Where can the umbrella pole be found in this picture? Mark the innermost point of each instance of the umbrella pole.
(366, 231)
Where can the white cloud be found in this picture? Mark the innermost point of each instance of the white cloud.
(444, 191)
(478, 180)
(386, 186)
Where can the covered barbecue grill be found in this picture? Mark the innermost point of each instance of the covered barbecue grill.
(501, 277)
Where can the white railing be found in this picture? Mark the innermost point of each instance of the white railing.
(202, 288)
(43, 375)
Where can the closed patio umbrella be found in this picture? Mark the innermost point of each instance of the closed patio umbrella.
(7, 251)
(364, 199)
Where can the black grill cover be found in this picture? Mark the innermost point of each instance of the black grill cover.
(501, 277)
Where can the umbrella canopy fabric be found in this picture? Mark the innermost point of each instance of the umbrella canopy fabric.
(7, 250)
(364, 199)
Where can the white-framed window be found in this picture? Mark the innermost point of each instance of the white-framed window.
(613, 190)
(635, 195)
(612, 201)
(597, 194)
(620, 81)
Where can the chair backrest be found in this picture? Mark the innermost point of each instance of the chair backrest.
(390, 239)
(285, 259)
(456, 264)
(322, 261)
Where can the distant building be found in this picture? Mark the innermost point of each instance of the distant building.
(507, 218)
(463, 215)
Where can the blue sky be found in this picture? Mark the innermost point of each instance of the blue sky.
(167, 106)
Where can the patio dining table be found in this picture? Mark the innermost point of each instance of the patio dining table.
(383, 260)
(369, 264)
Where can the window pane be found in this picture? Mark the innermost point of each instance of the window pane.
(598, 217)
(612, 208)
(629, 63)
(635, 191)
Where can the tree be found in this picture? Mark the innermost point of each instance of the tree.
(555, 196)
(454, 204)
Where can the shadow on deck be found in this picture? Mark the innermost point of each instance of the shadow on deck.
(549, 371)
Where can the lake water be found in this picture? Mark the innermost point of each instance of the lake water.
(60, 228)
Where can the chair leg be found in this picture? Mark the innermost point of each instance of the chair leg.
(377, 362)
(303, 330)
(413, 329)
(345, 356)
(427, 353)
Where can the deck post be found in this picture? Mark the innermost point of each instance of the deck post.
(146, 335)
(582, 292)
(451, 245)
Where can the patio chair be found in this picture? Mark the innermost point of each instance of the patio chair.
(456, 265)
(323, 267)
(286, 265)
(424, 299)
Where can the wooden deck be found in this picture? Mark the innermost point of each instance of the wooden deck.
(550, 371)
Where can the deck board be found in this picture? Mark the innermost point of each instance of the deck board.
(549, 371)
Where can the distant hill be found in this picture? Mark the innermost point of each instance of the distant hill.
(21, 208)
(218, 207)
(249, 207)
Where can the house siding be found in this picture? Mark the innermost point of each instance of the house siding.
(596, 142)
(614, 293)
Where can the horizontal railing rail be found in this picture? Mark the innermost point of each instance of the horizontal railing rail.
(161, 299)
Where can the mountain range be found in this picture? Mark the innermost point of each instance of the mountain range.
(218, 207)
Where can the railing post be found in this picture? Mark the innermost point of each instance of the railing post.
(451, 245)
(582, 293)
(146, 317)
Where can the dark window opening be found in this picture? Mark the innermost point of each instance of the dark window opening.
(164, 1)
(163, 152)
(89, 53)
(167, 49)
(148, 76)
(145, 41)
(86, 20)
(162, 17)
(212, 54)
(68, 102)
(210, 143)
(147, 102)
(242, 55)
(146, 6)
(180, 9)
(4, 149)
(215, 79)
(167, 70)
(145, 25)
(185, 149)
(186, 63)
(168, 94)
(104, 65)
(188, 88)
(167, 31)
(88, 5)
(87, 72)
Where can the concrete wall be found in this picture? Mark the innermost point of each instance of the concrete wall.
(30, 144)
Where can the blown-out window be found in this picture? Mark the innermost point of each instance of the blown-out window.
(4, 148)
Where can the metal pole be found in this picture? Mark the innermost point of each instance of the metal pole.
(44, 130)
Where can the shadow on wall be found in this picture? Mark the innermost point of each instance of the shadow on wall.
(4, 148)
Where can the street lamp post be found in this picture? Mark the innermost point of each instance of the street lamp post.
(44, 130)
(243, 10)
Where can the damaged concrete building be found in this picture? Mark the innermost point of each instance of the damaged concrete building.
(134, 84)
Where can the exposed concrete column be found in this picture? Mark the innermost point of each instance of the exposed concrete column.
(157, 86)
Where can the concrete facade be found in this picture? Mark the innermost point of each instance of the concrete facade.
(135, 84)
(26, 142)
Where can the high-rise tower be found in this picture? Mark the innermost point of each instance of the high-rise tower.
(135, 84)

# # #

__PROBLEM DESCRIPTION__. Edit the stretch of rows from the line containing "Where can the shadow on wall" through the end of the rows, replacing "damaged concrete building" with "ruined concrete building" and leaving everything else unchanged.

__COMPLETE OUTPUT__.
Where can the shadow on wall be found in this picture? Mark the innermost point of each instance of the shadow on wall.
(4, 148)
Where can the street lamp post be found in this picture? Mark the innermost point of each instance of the street lamp post.
(44, 130)
(243, 10)
Where can the ruined concrete building be found in this picture? Mark the innermost point of each instance of the ruined concrete building.
(134, 84)
Where can the exposed concrete column be found in this picture? Mark the innermost point of each instance of the exposed concrete column.
(157, 86)
Where can the concrete facade be found in this picture? Mark the innermost point of each instance of the concrete facade.
(135, 84)
(26, 142)
Where can the high-rise tower be found in this picture? Mark the innermost point of each instance of the high-rise tower.
(135, 84)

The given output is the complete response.